Work instructions:
a) From the Diario de la Marina text, copy the stretch from "Soon after the" through "had ceased operations.".
b) Answer these questions about the Diario de la Marina text:
(i) Who founded the newspaper, and in what year?
(ii) In which city was it published in exile?
(iii) At which embassy did Chief Editor Jose Ignacio Rivero seek political asylum?

Text shown:
----------

Diario de la Marina was a newspaper published in Cuba, founded by Don Nicolás Rivero in 1832. Diario de la Marina was Cuba’s longest-running newspaper and the one with the highest circulation. Its roots went back to 1813 with El Lucero de la Habana (The Havana Star) and the Noticioso Mercantil (The Mercantile Seer) whose 1832 merger established El Noticioso y Lucero de la Habana, which was renamed Diario de la Marina in 1844. Though a conservative publication, its pages gave voice to a wide range of opinions, including those of avowed communists. It gave a platform to essayist Jorge Mañach and many other distinguished Cuban intellectuals.

Over its long history La Marina represented a conservative philosophy that from 1902 to 1959, opposing the dictatorships of Gerardo Machado in the 1930s and Fulgencio Batista in the 1950s. Its valiant attempt to maintain that tradition of opposition under Castro included being the only newspaper that published the letters denouncing the Castro regime written by Revolutionary Commander Huber Matos from prison after his October 1959 arrest for “counter-revolutionary treason”. 1953, the Diario had a circulation of 28,000 weekdays and 35,000 on Sundays, with 36 to 48 pages, selling for five cents. Its audience was government officials and the upper and middle classes. During 1930-1933, the editorial page cartoonist was Eduardo Abela and during the 1950s it was Jose Manuel Roseñada

The newspaper was published in exile in Miami, Florida, from 1960 until 1961, when it ceased publication.

Soon after the Cuban Revolution led by Fidel Castro that overthrew the Cuban government in 1959, all media - radio, television, and print - underwent a censorship process.  Some communications sources were altered while others were closed. Diario La Marina, due to its anti-Castro position (it had opposed Castro's efforts since well before the revolution) was closed on May 12, 1960, by orders of the government. Armed militiamen and State Security (G2) agents dressed in civilian clothes entered the office premises, expelled employees and vandalized the premises. In-house printers were given a revolutionary tract to publish. The following day, Chief Editor Jose Ignacio Rivero sought political asylum at the Peruvian Embassy. After 128 years, the newspaper had ceased operations.

----------

Recorded information:
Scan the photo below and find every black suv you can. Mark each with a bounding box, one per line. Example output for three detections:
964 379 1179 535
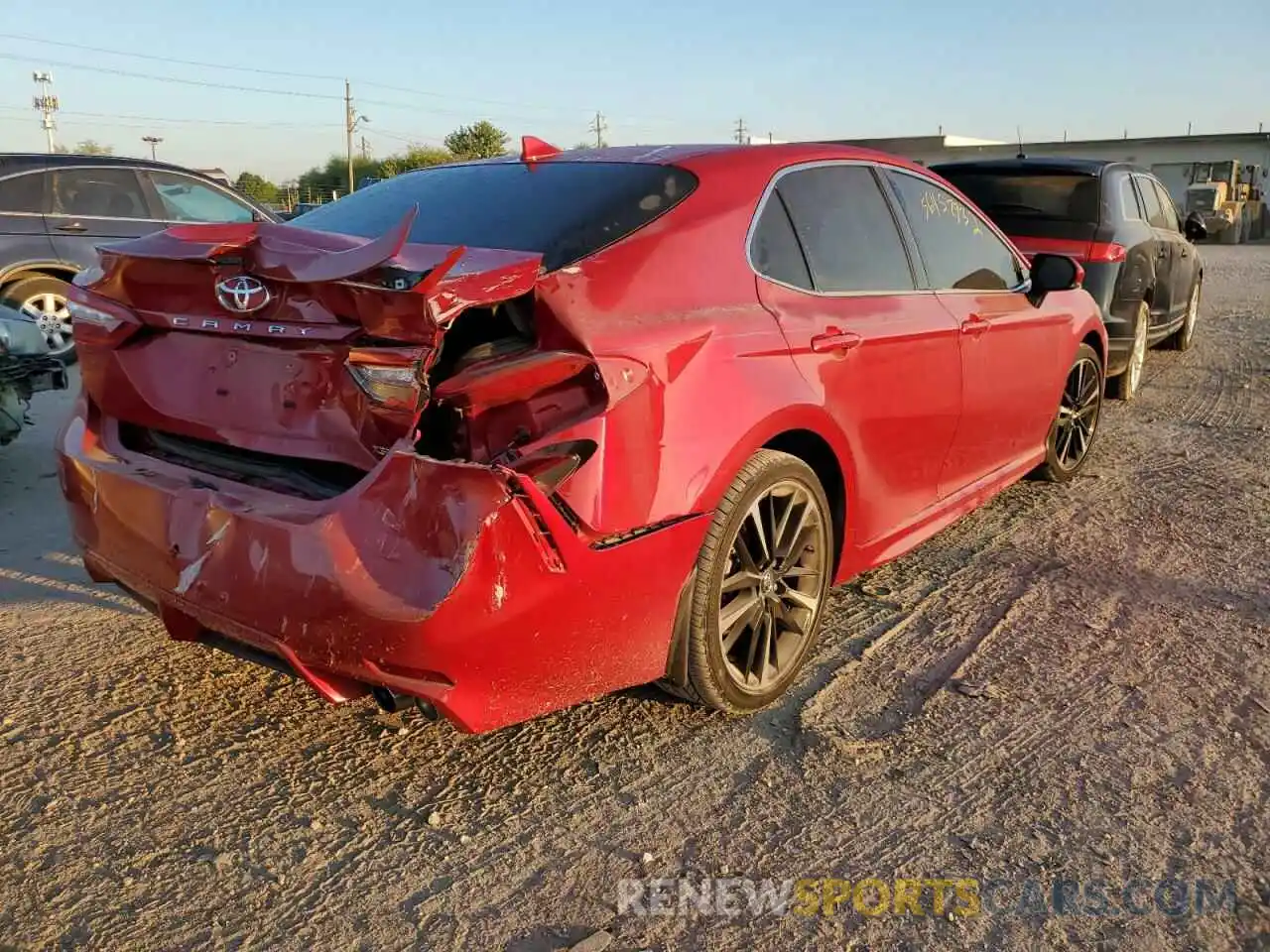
930 159 1206 400
0 154 277 362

----------

Answers for the tasks:
a)
Soon after the Cuban Revolution led by Fidel Castro that overthrew the Cuban government in 1959, all media - radio, television, and print - underwent a censorship process.  Some communications sources were altered while others were closed. Diario La Marina, due to its anti-Castro position (it had opposed Castro's efforts since well before the revolution) was closed on May 12, 1960, by orders of the government. Armed militiamen and State Security (G2) agents dressed in civilian clothes entered the office premises, expelled employees and vandalized the premises. In-house printers were given a revolutionary tract to publish. The following day, Chief Editor Jose Ignacio Rivero sought political asylum at the Peruvian Embassy. After 128 years, the newspaper had ceased operations.

b)
(i) Don Nicolás Rivero, in 1832.
(ii) Miami, Florida.
(iii) The Peruvian Embassy.